サイバーセキュリティがIT投資の主要なポイントであると答えた経営者は合計35%。それに続く33%がAIプラットフォームを優先すると答えている。

 

各銀行では、顧客サービス向上のためのIT投資の重要性を認識しており、さまざまな顧客に対応したサービス提供ができるAIの可能性に前向きな見通しを持っている。

 

また回答した銀行経営者の約77%が、今後はAIが勝者と敗者を分けると回答。

 

そのAI投資の中でもデジタルによるアドバイザリー業務と音声支援型のサービス提供がその大部分を占めることになるだろう、とみられている。

 

AI以外にも、今後5年間は新技術が銀行業務を牽引すると答えた銀行経営者たちは66%に上った(2019年の同調査では42%だった)。

 

全世界でこれらの質問に答えた300人のシニアエグゼクティブのほぼ半数(45%)が、顧客体験を改善し新たな収益源を導入するために、デジタルエコシステムへの転換を計画しているという。

 

これはいわゆる「DevOps」(ソフトウェアの開発と運用を組み合わせて行うもの)を活用することで、銀行がソフトウェアを開発する方法にシフトしていくことを意味する。

 

回答者のほとんど(84%)が、DevOpsがコアバンキングの変革を推進するとの見通しを持っていることも分かった。

 

また同レポートでは、新型コロナウイルスパンデミックが銀行のデジタル化を加速させたとしている。

 

エコノミスト・インテリジェンス・ユニットの欧州・中東・アフリカ(EMEA)担当編集ディレクター、ピート・スワビー氏は次のように述べている。

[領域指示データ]

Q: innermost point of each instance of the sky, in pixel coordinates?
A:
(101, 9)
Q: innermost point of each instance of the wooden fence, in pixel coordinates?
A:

> 課題の説明
銀行のIT投資とAIを扱った本文を、最後の一文の後から書き継ぐこと。

> 解答例
「小売、企業、プライベートバンクは、大手ハイテク企業や決済事業者と競合することで、魅力的なデジタル体験提供のための新技術を素早く導入し、変革していかなければならない、というプレッシャーにこれまでもさらされてきました」

 

新型コロナウイルス危機の結果としてデジタル・バンキングが急増している今、この課題はこれまで以上に急務となっているのです」。

 

例えば大手都市銀行ロイズ TSBは、わずか 5 日間で「スマートエージェント」を立ち上げ、稼働させることに成功した。

 

ロイズ TSBは、新型コロナウイルス流行が原因で銀行の支店が今まで通り稼働できない一方で、コールセンターの負担が急増していたため、顧客に適切なサービスを提供するためにIBMと協力してスマートデジタルエージェントを開発したのである。

 

2020年3月25日にエージェントが稼働してから、5日間で4万件以上のリクエストに回答している。

 

スマートエージェントは最終的にはすべての銀行システムに統合され、複雑な組織である銀行が顧客のために単一の窓口を提供できるようにする、という計画が進められている。